# [SELECTION]
-- START --

Hello Ryan,
I appreciate you taking the time to share your thoughts.
I'd just like to point out that there is also TRACE level logging if
Parquet requires greater granularity.
Furthermore, I'm not suggesting that there be an unbreakable rule that all
logging must be DEBUG, but it should be the exception, not the rule. It is
more likely the situation the the wrapping application would be responsible
for logging at the INFO and WARN/ERROR level. Something like....
try {
LOG.info("Using Parquet to read file {}", path);
avroParquetReader.read();
} catch (Exception e) {
LOG.error("Failed to read Parquet file", e);
}
This is a very normal setup and doesn't require any additional logging from
the Parquet library itself. Once I see an error with "Failed to re Parquet
file", then I'm going to turn on DEBUG logging and try to reproduce the
error.

-- END --

# [STORED DATA]
-- START --

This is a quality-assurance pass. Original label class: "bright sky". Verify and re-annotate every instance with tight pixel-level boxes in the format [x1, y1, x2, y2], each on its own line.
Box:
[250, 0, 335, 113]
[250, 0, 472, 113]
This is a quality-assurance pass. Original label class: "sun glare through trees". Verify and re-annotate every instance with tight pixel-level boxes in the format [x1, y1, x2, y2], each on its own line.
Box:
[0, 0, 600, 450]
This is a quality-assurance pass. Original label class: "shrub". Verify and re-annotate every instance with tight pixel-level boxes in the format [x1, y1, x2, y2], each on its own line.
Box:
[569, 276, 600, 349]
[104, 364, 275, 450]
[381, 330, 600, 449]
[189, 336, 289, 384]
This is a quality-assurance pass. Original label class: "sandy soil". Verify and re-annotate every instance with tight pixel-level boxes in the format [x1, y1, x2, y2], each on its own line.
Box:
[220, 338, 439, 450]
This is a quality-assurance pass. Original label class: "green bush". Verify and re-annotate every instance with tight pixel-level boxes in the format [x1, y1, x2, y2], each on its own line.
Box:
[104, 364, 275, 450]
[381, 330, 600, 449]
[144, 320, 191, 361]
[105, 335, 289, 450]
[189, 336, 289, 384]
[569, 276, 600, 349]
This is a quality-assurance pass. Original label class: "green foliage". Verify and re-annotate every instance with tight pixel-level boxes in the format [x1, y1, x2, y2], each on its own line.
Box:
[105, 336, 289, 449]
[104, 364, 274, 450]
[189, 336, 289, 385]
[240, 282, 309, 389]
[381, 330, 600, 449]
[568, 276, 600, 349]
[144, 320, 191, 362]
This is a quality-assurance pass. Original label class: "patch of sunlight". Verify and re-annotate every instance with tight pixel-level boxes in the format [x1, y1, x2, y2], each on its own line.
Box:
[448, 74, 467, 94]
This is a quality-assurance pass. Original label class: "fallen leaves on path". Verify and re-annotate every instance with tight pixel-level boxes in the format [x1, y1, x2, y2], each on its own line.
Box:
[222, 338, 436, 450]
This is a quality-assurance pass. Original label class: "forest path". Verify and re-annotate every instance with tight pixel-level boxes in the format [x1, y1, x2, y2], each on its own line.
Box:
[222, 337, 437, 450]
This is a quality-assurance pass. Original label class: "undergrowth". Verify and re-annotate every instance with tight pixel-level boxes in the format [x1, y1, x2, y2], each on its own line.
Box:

-- END --

# [PROBLEM DETAILS]
How might the email about Parquet's logging levels go on after its final sentence? Write the next part.

# [REPLY TO THE EXERCISE]
Thanks,
David
On Fri, Jan 24, 2020 at 12:01 PM Ryan Blue <[email protected]>
wrote:
> I don't agree with the idea to convert all of Parquet's logs to DEBUG
> level, but I do think that we can improve the levels of individual
> messages.
>
> If we convert all logs to debug, then turning on logs to see what Parquet
> is doing would show everything from opening an input file to position
> tracking in output files. That's way too much information, which is why we
> use different log levels to begin with.
>
> I think we should continue using log levels to distinguish between types of
> information: error for errors, warn for recoverable errors that may or may
> not indicate a problem, info for regular operations, and debug for extra
> information if you're debugging the Parquet library. Following the common
> convention enables people to choose what information they want instead of
> mixing it all together.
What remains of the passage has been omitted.